▶ **DESCRIÇÃO DO PROBLEMA**: Reescreva o trecho do texto sobre O Corvo desde "O Corvo in O" até "Lisboa que ama.", inclusive, com "Corvo" renomeado para "Falcão".

▶ **TEXTO FORNECIDO**:
────────

17/07/2024

O Corvo VII - O Despertar dos Esquecidos

Não é herói quem quer

"Eu? Eu sou um herói!"
O Corvo in O Despertar dos Esquecidos



Volto a pedir emprestada uma frase de uma entrevista do Luís Louro que já utilizei por aqui: "sempre gostei mais de ler aventuras de heróis que já conhecia, do que histórias isoladas… Permite irmos conhecendo e desenvolvendo as personagens de um modo mais consistente."
Mas o ideal, acrescento eu, é quando herói que (re)conhecemos se apresenta de modo completamente diferente e nos surpreende, sem deixar de ser ele. Como acontece, desta vez, com o Corvo.

Habituámo-nos a ver o Corvo como um herói - ou um anti-herói pelo seu total despiste (aparente?) - alguém que embora perseguido pelos fantasmas do passado sai em busca dos criminosos, combate as freiras das catacumbas, enfrenta o terrível Combustão, atreve-se a aproximar da mulher do Capitão, tenta por todos os modos, à sua maneira, manter protegida a Lisboa que ama.

────────

▶ **REGISTOS DE DADOS**:
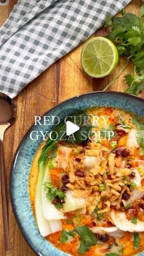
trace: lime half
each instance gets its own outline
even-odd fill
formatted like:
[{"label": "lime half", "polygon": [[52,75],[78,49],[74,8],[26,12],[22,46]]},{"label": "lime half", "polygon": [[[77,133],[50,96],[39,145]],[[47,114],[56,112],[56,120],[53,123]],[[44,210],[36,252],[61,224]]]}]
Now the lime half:
[{"label": "lime half", "polygon": [[82,51],[82,67],[92,78],[100,78],[110,74],[116,68],[118,60],[116,46],[105,37],[90,39]]}]

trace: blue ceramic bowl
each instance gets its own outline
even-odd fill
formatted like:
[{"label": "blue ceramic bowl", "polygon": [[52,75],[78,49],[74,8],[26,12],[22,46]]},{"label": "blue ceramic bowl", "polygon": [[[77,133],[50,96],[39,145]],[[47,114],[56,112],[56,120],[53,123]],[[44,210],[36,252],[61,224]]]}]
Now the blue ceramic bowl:
[{"label": "blue ceramic bowl", "polygon": [[[63,119],[77,109],[94,106],[120,108],[144,117],[144,100],[131,95],[114,92],[92,92],[68,100],[45,115],[59,115]],[[43,117],[42,117],[43,119]],[[13,210],[20,230],[32,250],[38,255],[68,255],[54,247],[40,234],[32,213],[29,192],[29,173],[34,156],[41,142],[41,137],[33,141],[30,133],[34,130],[51,130],[48,126],[32,126],[24,137],[16,152],[12,164],[10,186]],[[144,256],[144,252],[139,255]]]}]

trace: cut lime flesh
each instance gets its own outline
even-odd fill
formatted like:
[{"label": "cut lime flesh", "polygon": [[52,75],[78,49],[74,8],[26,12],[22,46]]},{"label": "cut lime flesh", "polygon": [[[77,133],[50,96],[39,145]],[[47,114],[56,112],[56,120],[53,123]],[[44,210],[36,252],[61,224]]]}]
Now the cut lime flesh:
[{"label": "cut lime flesh", "polygon": [[90,39],[85,44],[81,54],[84,71],[93,78],[100,78],[110,74],[118,61],[115,45],[105,37]]}]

────────

▶ **RESULTADO DA TAREFA**:
O Falcão in O Despertar dos Esquecidos



Volto a pedir emprestada uma frase de uma entrevista do Luís Louro que já utilizei por aqui: "sempre gostei mais de ler aventuras de heróis que já conhecia, do que histórias isoladas… Permite irmos conhecendo e desenvolvendo as personagens de um modo mais consistente."
Mas o ideal, acrescento eu, é quando herói que (re)conhecemos se apresenta de modo completamente diferente e nos surpreende, sem deixar de ser ele. Como acontece, desta vez, com o Falcão.

Habituámo-nos a ver o Falcão como um herói - ou um anti-herói pelo seu total despiste (aparente?) - alguém que embora perseguido pelos fantasmas do passado sai em busca dos criminosos, combate as freiras das catacumbas, enfrenta o terrível Combustão, atreve-se a aproximar da mulher do Capitão, tenta por todos os modos, à sua maneira, manter protegida a Lisboa que ama.